Stored data entries
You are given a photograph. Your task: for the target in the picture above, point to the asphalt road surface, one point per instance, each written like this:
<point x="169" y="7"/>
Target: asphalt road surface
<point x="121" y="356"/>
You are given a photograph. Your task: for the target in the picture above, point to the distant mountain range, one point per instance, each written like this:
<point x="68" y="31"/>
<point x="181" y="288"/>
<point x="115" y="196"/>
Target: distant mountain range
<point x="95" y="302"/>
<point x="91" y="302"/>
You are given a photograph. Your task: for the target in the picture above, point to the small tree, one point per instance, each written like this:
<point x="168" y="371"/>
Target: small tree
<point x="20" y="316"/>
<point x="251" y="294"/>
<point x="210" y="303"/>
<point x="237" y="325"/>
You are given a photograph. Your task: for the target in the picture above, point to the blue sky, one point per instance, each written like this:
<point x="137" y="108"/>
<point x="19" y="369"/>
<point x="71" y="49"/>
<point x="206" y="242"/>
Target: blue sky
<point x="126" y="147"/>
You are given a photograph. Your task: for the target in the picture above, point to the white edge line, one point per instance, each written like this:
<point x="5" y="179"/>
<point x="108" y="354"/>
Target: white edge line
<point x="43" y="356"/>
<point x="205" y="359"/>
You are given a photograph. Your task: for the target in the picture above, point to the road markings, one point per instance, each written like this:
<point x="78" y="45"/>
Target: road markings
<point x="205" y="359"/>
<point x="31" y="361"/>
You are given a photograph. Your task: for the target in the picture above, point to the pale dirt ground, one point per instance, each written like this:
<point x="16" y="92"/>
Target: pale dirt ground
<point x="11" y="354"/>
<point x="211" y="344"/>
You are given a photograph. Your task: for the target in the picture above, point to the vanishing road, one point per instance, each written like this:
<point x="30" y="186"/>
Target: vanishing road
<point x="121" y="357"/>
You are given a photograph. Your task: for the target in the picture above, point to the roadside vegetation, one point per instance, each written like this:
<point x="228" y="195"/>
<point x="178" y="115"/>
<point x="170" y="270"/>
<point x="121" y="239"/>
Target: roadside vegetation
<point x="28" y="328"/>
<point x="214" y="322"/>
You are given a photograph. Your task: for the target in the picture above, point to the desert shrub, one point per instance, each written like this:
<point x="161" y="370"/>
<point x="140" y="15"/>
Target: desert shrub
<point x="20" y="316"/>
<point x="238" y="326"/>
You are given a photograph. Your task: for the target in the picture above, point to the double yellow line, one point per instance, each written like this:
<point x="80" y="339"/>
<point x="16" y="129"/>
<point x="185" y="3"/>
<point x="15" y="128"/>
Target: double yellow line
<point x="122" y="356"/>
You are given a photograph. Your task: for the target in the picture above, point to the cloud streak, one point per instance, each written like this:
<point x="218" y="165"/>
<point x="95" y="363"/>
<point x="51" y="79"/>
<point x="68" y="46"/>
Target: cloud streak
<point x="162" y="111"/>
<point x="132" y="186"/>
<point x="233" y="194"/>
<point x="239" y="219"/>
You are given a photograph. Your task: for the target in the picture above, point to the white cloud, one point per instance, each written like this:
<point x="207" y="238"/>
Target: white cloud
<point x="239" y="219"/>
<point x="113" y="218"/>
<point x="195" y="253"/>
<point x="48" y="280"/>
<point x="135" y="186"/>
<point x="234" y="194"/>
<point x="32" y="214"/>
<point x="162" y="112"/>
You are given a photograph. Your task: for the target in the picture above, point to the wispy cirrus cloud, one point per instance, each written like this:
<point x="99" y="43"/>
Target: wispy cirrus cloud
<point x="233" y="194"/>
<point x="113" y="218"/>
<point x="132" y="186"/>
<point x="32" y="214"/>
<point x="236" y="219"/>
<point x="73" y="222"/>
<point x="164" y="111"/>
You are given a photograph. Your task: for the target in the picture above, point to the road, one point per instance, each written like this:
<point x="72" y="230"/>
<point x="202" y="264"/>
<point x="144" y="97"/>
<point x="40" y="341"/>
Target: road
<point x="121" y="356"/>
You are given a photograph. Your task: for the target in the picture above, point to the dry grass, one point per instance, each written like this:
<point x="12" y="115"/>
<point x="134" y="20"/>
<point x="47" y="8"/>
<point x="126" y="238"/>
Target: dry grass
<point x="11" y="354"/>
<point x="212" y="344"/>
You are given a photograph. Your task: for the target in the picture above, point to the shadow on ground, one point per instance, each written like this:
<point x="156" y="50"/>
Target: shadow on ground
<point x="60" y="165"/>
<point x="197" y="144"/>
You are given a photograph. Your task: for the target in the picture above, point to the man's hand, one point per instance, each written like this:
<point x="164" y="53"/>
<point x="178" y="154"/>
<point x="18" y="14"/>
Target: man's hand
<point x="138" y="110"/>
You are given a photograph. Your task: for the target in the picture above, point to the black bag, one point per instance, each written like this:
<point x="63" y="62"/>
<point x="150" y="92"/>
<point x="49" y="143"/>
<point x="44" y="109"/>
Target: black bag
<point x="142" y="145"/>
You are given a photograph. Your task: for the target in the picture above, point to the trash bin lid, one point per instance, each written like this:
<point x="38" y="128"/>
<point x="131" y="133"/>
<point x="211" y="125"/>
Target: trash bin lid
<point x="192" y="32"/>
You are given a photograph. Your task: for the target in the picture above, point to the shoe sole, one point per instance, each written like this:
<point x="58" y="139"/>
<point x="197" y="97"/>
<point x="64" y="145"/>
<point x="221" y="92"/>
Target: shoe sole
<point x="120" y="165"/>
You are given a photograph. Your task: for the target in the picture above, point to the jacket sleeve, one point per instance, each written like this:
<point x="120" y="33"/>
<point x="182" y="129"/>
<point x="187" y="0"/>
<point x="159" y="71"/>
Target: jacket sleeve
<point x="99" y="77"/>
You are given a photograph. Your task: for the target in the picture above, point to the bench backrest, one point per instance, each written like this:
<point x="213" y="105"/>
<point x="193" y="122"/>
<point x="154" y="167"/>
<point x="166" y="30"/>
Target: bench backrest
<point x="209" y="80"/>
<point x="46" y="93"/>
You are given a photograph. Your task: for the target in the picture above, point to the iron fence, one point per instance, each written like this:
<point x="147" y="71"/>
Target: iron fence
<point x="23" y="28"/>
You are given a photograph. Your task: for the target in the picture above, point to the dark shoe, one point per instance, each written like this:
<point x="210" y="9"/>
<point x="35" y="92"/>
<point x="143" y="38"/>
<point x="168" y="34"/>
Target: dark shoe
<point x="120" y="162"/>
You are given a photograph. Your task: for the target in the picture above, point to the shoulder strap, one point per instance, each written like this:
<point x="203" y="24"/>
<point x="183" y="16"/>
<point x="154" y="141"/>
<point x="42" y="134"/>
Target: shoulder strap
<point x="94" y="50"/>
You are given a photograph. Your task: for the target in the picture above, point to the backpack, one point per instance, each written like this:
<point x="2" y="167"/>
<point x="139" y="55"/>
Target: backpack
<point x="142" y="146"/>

* [TASK GOAL]
Now that the records have been shown, restate each one word for word.

* [RESULT FOR THIS TASK]
You are given a photograph. Your task: for the target in the picture above, point to the asphalt road surface, one point per instance, each written like this:
<point x="169" y="7"/>
Target: asphalt road surface
<point x="121" y="356"/>
You are given a photograph. Your task: for the target in the picture above, point to the distant mountain range, one point per instance, each written like this:
<point x="68" y="31"/>
<point x="181" y="288"/>
<point x="115" y="196"/>
Target: distant mountain range
<point x="95" y="302"/>
<point x="91" y="302"/>
You are given a photograph. Your task: for the target in the picture above, point to the small tree, one point per instance, each written like this:
<point x="168" y="371"/>
Target: small tree
<point x="20" y="316"/>
<point x="251" y="294"/>
<point x="210" y="303"/>
<point x="237" y="325"/>
You are given a photograph. Your task: for the target in the picture above, point to the blue sky, one point per instance, each written like this:
<point x="137" y="108"/>
<point x="19" y="369"/>
<point x="71" y="49"/>
<point x="206" y="242"/>
Target: blue sky
<point x="126" y="147"/>
You are given a photograph. Your task: for the target in the picture above, point to the white edge line, one point per instance, each written like this:
<point x="5" y="179"/>
<point x="108" y="354"/>
Target: white edge line
<point x="43" y="356"/>
<point x="205" y="359"/>
You are given a photograph. Your task: for the target in the picture above, point to the road markings, one point per instance, each written like this:
<point x="78" y="45"/>
Target: road markings
<point x="205" y="359"/>
<point x="31" y="361"/>
You are given a photograph. Your task: for the target in the picture above, point to the pale dirt ground, one point per instance, each written like this:
<point x="16" y="92"/>
Target: pale dirt ground
<point x="11" y="354"/>
<point x="211" y="344"/>
You are given a photograph. Your task: for the target in the picture above, point to the vanishing road, one point per instance, each written like this:
<point x="30" y="186"/>
Target: vanishing road
<point x="121" y="357"/>
You are given a photograph. Your task: for the target in the picture above, point to the roadside vegetation, one point per instance, each written like this:
<point x="228" y="195"/>
<point x="178" y="115"/>
<point x="170" y="270"/>
<point x="121" y="239"/>
Target: roadside vegetation
<point x="28" y="328"/>
<point x="214" y="322"/>
You are given a photograph. Your task: for the target in the picture above, point to the desert shrub, one point per instance, each written like this:
<point x="161" y="370"/>
<point x="140" y="15"/>
Target: desert shrub
<point x="20" y="316"/>
<point x="238" y="326"/>
You are given a photograph. Your task: for the target in the picture above, point to the double yellow line, one point per instance, each written like this:
<point x="80" y="339"/>
<point x="16" y="129"/>
<point x="185" y="3"/>
<point x="15" y="128"/>
Target: double yellow line
<point x="122" y="356"/>
You are given a photograph. Your task: for the target in the picture above, point to the cloud streak, one point per instance, each written like this:
<point x="218" y="165"/>
<point x="95" y="363"/>
<point x="51" y="79"/>
<point x="68" y="46"/>
Target: cloud streak
<point x="162" y="111"/>
<point x="132" y="186"/>
<point x="233" y="194"/>
<point x="239" y="219"/>
You are given a photograph. Your task: for the target in the picture above, point to the white cloud, one point per instance, each written like this:
<point x="207" y="238"/>
Target: white cloud
<point x="239" y="219"/>
<point x="113" y="218"/>
<point x="195" y="253"/>
<point x="48" y="280"/>
<point x="135" y="186"/>
<point x="234" y="194"/>
<point x="32" y="214"/>
<point x="162" y="112"/>
You are given a photograph. Your task: for the target in the picture above, point to the wispy cirrus cloud, one point per instance, each written like this:
<point x="99" y="43"/>
Target: wispy cirrus cloud
<point x="233" y="194"/>
<point x="113" y="218"/>
<point x="132" y="186"/>
<point x="32" y="214"/>
<point x="236" y="219"/>
<point x="73" y="222"/>
<point x="164" y="111"/>
You are given a photograph. Your task: for the target in the picture above, point to the road, one point per instance, each written like this:
<point x="72" y="230"/>
<point x="202" y="264"/>
<point x="144" y="97"/>
<point x="40" y="341"/>
Target: road
<point x="121" y="356"/>
You are given a photograph. Your task: for the target in the picture above, point to the dry grass, one point per instance, each written like this:
<point x="12" y="115"/>
<point x="134" y="20"/>
<point x="47" y="8"/>
<point x="126" y="238"/>
Target: dry grass
<point x="11" y="354"/>
<point x="212" y="344"/>
You are given a photograph. Your task: for the target in the picture above, point to the shadow on ground, one point per instance, each written like this:
<point x="156" y="50"/>
Target: shadow on ground
<point x="60" y="165"/>
<point x="197" y="144"/>
You are given a photograph. Your task: for the target in the picture above, point to the man's hand, one point per instance, each written like this:
<point x="164" y="53"/>
<point x="178" y="154"/>
<point x="18" y="14"/>
Target: man's hand
<point x="138" y="110"/>
You are given a photograph. Your task: for the target in the picture above, point to the black bag, one point per instance, each written like this:
<point x="63" y="62"/>
<point x="150" y="92"/>
<point x="49" y="143"/>
<point x="44" y="109"/>
Target: black bag
<point x="142" y="145"/>
You are given a photograph. Your task: for the target in the picture above, point to the trash bin lid, one point per instance, each written like this:
<point x="38" y="128"/>
<point x="131" y="133"/>
<point x="211" y="125"/>
Target: trash bin lid
<point x="192" y="32"/>
You are given a photograph. Your task: for the target in the picture above, point to the shoe sole, one point per instance, each written like this:
<point x="58" y="139"/>
<point x="197" y="97"/>
<point x="64" y="145"/>
<point x="221" y="92"/>
Target: shoe sole
<point x="120" y="165"/>
You are given a photograph. Your task: for the target in the picture above, point to the jacket sleeve, one point per instance, each written like this:
<point x="120" y="33"/>
<point x="182" y="129"/>
<point x="187" y="0"/>
<point x="159" y="71"/>
Target: jacket sleeve
<point x="99" y="77"/>
You are given a photograph. Your task: for the target in the picture above, point to the bench backrest, one point per instance, each written like this:
<point x="213" y="105"/>
<point x="193" y="122"/>
<point x="154" y="167"/>
<point x="166" y="30"/>
Target: bench backrest
<point x="209" y="80"/>
<point x="46" y="93"/>
You are given a photograph. Your task: for the target in the picture above, point to the iron fence, one point per instance, each written like this:
<point x="147" y="71"/>
Target: iron fence
<point x="23" y="28"/>
You are given a photograph. Your task: for the target in the picture above, point to the dark shoe, one point per instance, each written like this:
<point x="210" y="9"/>
<point x="35" y="92"/>
<point x="143" y="38"/>
<point x="168" y="34"/>
Target: dark shoe
<point x="120" y="162"/>
You are given a photograph. Your task: for the target in the picture above, point to the shoulder strap, one point per instance, each written like this:
<point x="203" y="24"/>
<point x="183" y="16"/>
<point x="154" y="141"/>
<point x="42" y="134"/>
Target: shoulder strap
<point x="94" y="50"/>
You are given a photograph. Your task: for the target in the picture above, point to the backpack, one point per instance, each written like this:
<point x="2" y="167"/>
<point x="139" y="55"/>
Target: backpack
<point x="142" y="146"/>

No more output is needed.